— Start Supplied passage —

Traditionally the digital forensic process consists of several distinct phases:
Traditionally, the acquisition phases consists of a bit for bit copy of the disk and memory. However in modern DFIR investigations, this is just not practical due to the large volumes of data involved.
Modern DFIR investigations use a triaging approach, where selected high value files are collected from the endpoint (For example Kape is a commonly used Triaging tool for collecting files).
Typically triage collections consist of collecting event log files, the $MFT, the USN Journal, registry hives etc.
Once files are collected, they are typically parsed using various
parsers and single purpose tools. Traditionally using tools such as
Plaso, Eric Zimmerman’s tools and various specialized scripts.
In the following discussion we refer to the
Windows.KapeFiles.Targets artifact. This artifact is not related to
the commercial Kape product. The artifact is generated from the open
source KapeFiles
project
on github - an effort to document the path location of many bulk file
evidence sources.
Velociraptor is a one stop shop for all DFIR needs. It already
includes all the common parsers (e.g. NTFS artifacts, EVTX, LNK,
prefetch parsers and many more) on the endpoint itself. All this
capability is made available via VQL artifacts - simple YAML files
containing VQL queries that can be used to perform the parsing
directly on the endpoint.

— End Supplied passage —

- [Things to do]
(a) Which items does the DFIR passage say triage collections typically consist of collecting?
(b) Could you carry the DFIR passage forward from its final sentence?
The material here has no connection to the DFIR passage.

— Start Provided data —

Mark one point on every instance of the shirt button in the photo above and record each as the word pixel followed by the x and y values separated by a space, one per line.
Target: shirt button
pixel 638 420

— End Provided data —

- [Responses for each task]
(a)
- Event log files
- The $MFT
- The USN Journal
- Registry hives

(b)
New Velociraptor users tend to bring the traditional DFIR approach to
a distributed setting. Newer users prefer to use the
Windows.KapeFiles.Targets artifact to collect those same files that
are traditionally collected for triage using Velociraptor. Files such
as event logs, $MFT, prefetch etc are collected from the endpoint to
the server (sometimes consisting of a few GB of data).
But now there is a common problem - how to post process these raw files to extract relevant information?
New users simply export the raw files from Velociraptor and then use the traditional single use tools on the raw files. However, can we use Velociraptor itself to parse these raw files on the server?
This blog post is about this use case: How can we apply Velociraptor’s
powerful parsing and analysis capabilities to the collected bulk data
from the Windows.KapeFiles.Targets artifact?
In this example I will perform a KapeFiles collection on my
system. I have selected the BasicCollection as a reasonable trade
off between collecting too much data but providing important files
such as event logs, registry hives and the $MFT.
Once the collection is complete, the collection has transferred about 600mb of data in a couple of minutes.
The Windows.KapeFiles.Targets artifact is purely a collection
artifact - it does not parse or analyze any files on the endpoint,
instead it simply collects the bulk data to the server. All the files
that were transferred are visible in the Uploaded Files tab.
Our first example is to parse the prefetch files with the
Windows.Timeline.Prefetch artifact.
Since Velociraptor’s data store is just a directory on disk it is easy to just read the files. We can simply provide the artifact with the relevant path on disk to search for prefetch files and parse them.
I will click on the Notebook Tab to start a new notebook and enter
the following VQL in a cell (My test system uses F:/tmp/3/ as the
filestore).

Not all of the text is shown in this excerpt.